◆ Task to complete:
The word "rock" occurs in some of the lines below; copy each of those lines.

+===+

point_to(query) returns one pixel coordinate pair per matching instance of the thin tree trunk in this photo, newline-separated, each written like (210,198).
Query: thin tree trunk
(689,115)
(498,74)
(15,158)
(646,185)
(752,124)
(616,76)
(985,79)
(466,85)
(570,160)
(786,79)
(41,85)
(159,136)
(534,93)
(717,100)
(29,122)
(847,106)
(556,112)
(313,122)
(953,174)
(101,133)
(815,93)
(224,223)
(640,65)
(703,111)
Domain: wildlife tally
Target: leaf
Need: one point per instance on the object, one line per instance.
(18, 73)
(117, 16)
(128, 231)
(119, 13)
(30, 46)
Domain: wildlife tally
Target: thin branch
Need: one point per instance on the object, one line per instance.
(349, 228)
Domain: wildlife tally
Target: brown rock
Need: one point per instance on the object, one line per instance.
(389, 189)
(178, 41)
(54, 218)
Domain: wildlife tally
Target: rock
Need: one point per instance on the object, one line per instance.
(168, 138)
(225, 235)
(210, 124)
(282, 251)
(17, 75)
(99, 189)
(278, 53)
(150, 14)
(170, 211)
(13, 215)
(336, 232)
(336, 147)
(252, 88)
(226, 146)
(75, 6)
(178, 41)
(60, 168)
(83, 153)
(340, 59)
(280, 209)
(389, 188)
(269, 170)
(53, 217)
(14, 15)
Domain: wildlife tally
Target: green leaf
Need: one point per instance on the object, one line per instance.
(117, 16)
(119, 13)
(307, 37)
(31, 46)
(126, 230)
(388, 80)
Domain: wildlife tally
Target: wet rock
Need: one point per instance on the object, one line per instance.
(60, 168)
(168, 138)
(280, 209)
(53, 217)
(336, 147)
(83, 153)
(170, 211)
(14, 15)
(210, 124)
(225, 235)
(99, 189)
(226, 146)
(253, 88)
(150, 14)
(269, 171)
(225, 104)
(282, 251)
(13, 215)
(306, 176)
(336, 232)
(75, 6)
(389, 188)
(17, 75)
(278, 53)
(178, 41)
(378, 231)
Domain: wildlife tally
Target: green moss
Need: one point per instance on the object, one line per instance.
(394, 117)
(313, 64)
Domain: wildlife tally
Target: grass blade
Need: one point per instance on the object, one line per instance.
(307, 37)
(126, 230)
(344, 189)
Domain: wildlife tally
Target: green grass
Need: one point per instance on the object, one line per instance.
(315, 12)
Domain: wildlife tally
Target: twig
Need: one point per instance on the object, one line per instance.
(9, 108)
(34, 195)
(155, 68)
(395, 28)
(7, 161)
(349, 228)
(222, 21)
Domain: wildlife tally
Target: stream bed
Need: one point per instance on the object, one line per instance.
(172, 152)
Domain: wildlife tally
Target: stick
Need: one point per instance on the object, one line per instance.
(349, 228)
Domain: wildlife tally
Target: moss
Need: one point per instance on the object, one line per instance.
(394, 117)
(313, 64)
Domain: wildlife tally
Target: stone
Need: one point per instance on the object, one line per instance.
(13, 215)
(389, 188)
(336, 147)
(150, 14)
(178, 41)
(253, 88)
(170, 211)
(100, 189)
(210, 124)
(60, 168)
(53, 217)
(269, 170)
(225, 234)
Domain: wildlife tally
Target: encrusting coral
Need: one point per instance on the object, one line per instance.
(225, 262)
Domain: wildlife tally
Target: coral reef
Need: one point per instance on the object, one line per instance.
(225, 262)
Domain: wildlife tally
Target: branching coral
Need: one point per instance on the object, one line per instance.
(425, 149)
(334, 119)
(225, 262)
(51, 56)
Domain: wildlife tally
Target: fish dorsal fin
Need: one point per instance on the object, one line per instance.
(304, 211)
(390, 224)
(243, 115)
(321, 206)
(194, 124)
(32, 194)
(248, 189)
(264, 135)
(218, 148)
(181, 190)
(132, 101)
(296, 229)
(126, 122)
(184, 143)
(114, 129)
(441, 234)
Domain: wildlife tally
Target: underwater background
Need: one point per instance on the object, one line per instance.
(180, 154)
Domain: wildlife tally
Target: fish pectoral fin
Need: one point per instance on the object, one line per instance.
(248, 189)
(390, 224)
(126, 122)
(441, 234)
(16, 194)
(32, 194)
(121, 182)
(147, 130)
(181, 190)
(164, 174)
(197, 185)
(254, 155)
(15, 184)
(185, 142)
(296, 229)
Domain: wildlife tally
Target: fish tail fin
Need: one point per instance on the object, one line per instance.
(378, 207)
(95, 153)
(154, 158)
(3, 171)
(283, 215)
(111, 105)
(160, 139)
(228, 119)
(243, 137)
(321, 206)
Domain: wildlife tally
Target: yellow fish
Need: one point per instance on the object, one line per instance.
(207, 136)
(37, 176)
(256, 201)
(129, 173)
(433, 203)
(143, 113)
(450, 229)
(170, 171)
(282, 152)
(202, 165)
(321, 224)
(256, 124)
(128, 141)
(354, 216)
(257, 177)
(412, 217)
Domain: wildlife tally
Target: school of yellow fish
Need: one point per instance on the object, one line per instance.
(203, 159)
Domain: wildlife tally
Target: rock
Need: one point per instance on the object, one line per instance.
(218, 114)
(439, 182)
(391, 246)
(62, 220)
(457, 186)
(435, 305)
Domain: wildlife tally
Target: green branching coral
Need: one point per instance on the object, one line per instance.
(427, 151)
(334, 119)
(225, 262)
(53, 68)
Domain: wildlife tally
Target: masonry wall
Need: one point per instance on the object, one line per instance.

+===+

◆ Answer below:
Target: brown rock
Target: rock
Target: wet rock
Target: rock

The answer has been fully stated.